INSTRUCTIONS FOR THE TASK:
Select and copy every line of the items below that contains the string "window", treating uppercase and lowercase as distinct.

STORED ROWS:

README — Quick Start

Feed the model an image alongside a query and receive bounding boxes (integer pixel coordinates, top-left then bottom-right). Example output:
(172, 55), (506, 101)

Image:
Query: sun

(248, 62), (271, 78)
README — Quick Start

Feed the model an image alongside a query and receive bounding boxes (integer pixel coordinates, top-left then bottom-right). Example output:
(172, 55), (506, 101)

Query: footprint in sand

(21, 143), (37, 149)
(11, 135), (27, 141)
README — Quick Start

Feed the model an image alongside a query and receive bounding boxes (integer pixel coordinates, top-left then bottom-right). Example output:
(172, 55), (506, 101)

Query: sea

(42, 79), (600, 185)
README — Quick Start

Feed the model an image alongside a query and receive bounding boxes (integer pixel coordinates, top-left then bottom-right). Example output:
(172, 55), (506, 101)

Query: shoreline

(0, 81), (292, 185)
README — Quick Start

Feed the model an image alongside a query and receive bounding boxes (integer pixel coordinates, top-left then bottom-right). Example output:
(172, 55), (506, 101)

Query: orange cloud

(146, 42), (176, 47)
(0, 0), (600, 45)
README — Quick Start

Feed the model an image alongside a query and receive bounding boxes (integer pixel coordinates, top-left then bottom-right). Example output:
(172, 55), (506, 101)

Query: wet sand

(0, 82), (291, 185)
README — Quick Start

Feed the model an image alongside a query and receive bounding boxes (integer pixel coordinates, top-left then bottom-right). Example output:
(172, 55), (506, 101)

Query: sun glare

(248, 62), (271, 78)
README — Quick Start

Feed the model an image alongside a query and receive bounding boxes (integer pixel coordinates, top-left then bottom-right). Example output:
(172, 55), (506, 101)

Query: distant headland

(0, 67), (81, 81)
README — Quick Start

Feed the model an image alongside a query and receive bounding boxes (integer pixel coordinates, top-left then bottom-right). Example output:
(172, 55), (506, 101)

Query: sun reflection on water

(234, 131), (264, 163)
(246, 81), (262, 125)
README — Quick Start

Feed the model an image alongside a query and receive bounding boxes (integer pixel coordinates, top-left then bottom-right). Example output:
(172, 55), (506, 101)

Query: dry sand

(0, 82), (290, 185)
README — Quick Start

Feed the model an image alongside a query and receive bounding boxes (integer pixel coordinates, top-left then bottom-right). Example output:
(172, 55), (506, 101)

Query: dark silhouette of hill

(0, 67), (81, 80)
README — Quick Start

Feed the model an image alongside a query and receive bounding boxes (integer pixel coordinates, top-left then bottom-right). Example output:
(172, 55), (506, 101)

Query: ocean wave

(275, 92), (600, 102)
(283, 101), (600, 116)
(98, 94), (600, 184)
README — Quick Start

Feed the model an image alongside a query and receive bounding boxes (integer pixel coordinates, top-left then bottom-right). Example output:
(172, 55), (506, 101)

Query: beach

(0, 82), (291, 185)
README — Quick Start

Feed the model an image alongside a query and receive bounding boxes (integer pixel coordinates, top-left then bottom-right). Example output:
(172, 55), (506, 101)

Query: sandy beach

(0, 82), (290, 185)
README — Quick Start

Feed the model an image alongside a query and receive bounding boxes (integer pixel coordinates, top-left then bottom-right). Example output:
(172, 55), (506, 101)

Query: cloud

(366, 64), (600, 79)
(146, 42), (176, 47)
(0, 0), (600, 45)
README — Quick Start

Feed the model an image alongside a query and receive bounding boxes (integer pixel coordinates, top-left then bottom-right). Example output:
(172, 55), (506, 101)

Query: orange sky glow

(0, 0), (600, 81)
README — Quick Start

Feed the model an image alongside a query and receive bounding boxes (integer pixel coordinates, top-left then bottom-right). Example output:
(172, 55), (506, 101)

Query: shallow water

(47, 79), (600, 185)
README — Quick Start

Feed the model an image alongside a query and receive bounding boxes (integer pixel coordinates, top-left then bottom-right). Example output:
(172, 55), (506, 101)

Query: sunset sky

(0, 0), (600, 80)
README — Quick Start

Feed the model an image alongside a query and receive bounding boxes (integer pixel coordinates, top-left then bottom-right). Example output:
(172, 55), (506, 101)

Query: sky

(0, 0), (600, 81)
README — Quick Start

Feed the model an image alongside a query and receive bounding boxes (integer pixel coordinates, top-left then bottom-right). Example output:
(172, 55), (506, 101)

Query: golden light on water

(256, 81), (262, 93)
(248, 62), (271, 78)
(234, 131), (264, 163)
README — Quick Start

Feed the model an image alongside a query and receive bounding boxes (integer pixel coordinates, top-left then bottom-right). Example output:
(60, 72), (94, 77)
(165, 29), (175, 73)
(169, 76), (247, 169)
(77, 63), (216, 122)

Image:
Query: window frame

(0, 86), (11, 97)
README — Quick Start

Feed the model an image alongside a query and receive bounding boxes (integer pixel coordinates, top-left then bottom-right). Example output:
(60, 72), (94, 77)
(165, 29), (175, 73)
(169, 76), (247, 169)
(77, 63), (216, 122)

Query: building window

EXERCISE SOLUTION:
Query: window frame
Query: building window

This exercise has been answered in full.